*** The records Section Begins ***

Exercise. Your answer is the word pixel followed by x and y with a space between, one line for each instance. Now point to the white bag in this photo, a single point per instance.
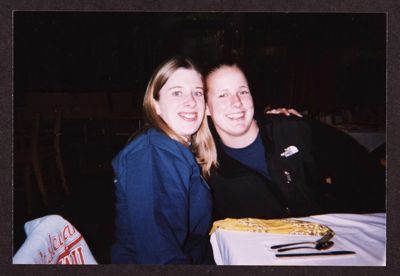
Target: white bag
pixel 53 240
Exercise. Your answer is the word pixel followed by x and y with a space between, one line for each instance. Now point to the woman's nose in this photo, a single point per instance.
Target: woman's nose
pixel 190 100
pixel 236 101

*** The records Section Ends ***

:: Task to complete ::
Images stay out; the entries above are to be printed exactly.

:: Output for this exercise ::
Exercise. Your answer is the word pixel followed by x and y with a space between, one line for each instance. Now point to the white bag in this photo, a single point per instance.
Target: white bag
pixel 53 240
Exercise. Your answer is the word pixel followed by x and y with a space between, one line for each instance. Now point to the woman's nose in this photo, a single point per instance.
Target: woman's nose
pixel 190 100
pixel 236 101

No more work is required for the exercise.